++++ Given entries ++++

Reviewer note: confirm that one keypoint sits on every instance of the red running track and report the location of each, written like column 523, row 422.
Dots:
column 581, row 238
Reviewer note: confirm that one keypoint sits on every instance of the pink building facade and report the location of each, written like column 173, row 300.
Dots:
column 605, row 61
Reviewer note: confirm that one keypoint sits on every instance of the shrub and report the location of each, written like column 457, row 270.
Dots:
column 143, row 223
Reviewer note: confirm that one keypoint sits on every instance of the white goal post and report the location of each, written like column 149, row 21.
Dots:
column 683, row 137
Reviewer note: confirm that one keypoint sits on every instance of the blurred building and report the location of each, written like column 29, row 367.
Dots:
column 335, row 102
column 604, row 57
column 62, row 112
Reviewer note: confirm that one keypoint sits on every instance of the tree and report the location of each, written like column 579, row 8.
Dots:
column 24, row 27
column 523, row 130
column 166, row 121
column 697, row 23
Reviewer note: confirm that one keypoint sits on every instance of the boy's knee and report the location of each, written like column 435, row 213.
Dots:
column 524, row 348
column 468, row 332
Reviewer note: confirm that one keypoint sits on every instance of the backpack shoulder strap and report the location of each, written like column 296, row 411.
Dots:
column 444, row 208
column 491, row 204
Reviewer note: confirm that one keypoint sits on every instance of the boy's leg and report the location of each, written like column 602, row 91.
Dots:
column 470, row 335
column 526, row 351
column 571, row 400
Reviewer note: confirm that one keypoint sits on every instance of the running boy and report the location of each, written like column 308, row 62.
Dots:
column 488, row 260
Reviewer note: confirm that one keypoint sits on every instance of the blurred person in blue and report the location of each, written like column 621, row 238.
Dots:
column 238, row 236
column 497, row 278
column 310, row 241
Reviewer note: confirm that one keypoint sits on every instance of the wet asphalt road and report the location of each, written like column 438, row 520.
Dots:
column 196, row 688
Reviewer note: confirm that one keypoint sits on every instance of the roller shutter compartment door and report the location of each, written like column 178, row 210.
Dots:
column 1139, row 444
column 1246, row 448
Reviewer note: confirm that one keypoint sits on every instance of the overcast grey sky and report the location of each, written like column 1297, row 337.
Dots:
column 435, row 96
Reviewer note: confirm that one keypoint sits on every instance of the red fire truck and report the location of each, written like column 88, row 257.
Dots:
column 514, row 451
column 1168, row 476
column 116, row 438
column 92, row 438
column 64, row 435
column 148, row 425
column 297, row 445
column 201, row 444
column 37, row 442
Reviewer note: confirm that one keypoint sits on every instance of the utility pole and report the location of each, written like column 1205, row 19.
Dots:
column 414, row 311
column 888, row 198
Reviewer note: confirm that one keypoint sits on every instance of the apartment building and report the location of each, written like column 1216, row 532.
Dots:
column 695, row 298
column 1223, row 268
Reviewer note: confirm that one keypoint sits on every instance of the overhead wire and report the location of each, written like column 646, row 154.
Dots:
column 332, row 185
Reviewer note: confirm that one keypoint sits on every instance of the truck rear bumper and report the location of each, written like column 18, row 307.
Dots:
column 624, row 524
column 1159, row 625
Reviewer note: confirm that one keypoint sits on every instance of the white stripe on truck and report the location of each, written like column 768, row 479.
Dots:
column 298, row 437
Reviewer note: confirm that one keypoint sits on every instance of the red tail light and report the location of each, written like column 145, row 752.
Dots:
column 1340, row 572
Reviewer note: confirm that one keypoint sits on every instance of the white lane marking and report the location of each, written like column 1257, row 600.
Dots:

++++

**Work to be completed**.
Print all of the records above again word for word, without changing anything.

**Problem solution**.
Reviewer note: confirm that one keypoint sits on every instance of the red running track and report the location of each, written like column 523, row 422.
Dots:
column 581, row 238
Reviewer note: confirm that one keypoint sits on every instance of the pink building facade and report the location of each, written like column 173, row 300.
Dots:
column 605, row 61
Reviewer note: confirm that one keypoint sits on every instance of the shrub and report the location of each, written like column 457, row 270.
Dots:
column 143, row 223
Reviewer note: confirm that one keypoint sits on every instance of the white goal post and report the location of each, written like column 149, row 21.
Dots:
column 683, row 137
Reviewer note: confirm that one keypoint sits on every instance of the blurred building and report the location of each, written like column 29, row 367.
Dots:
column 335, row 102
column 604, row 57
column 62, row 112
Reviewer note: confirm that one keypoint sits on every instance of the tree and report the location of each, written like column 579, row 8.
Dots:
column 24, row 27
column 523, row 130
column 166, row 121
column 697, row 23
Reviewer note: confirm that one keypoint sits on every instance of the boy's knee and report the location of each, written like column 435, row 213.
Dots:
column 524, row 348
column 468, row 332
Reviewer note: confirm that one keypoint sits on every instance of the backpack shoulder strap and report the location of each, written like column 296, row 411.
Dots:
column 444, row 208
column 491, row 204
Reviewer note: confirm that one keypoint sits on every instance of the boy's leg and report the location of each, written like column 602, row 91.
Dots:
column 470, row 335
column 526, row 351
column 571, row 400
Reviewer note: confirm that one keypoint sits on every instance of the running boy and report the location of each, written like column 308, row 62.
Dots:
column 488, row 260
Reviewer note: confirm that one keypoint sits on every instance of the blurred person in blue and report the location of each, written like column 621, row 238.
Dots:
column 238, row 236
column 497, row 278
column 310, row 241
Reviewer note: confirm that one keypoint sits on every instance of the wet asphalt road and report the location of each, written like column 438, row 520.
Dots:
column 196, row 688
Reviewer note: confirm that one keypoint sits on every instance of the roller shutter compartment door and report the location of each, written like column 178, row 210.
Dots:
column 1139, row 444
column 1246, row 448
Reviewer note: confirm that one keypoint sits on every instance of the overcast grey sky and report the location of each, written like column 1297, row 337.
Dots:
column 435, row 96
Reviewer note: confirm that one keypoint sits on every instance of the red fire truck and report the location of each, written like column 88, row 257.
Dots:
column 514, row 451
column 1168, row 476
column 116, row 438
column 92, row 438
column 64, row 435
column 148, row 425
column 297, row 445
column 201, row 444
column 37, row 442
Reviewer note: confirm that one keypoint sits on every instance of the utility pole and report the location of each, written like column 1205, row 19.
Dots:
column 414, row 311
column 888, row 198
Reviewer note: confirm that one keypoint sits on every instance of the apartment building and report the location of each, written like column 1216, row 532.
Dots:
column 695, row 298
column 1223, row 268
Reviewer note: confirm that one keypoint sits on every instance of the overhead wire and report the location of each, written like column 646, row 154.
Dots:
column 332, row 185
Reviewer note: confirm that one keypoint sits on every instance of the truck rear bumper and report the location of each, written like column 18, row 307.
Dots:
column 624, row 524
column 1159, row 625
Reviewer note: confirm that one keypoint sits on every instance of the white stripe on truck and report the location of each, written like column 768, row 479.
Dots:
column 298, row 437
Reviewer note: confirm that one keypoint sits on every instance of the red tail light and report the location of each, written like column 145, row 752.
Dots:
column 1340, row 572
Reviewer note: confirm that one keypoint sits on every instance of the white lane marking and report the location of each, written like column 1257, row 600.
Dots:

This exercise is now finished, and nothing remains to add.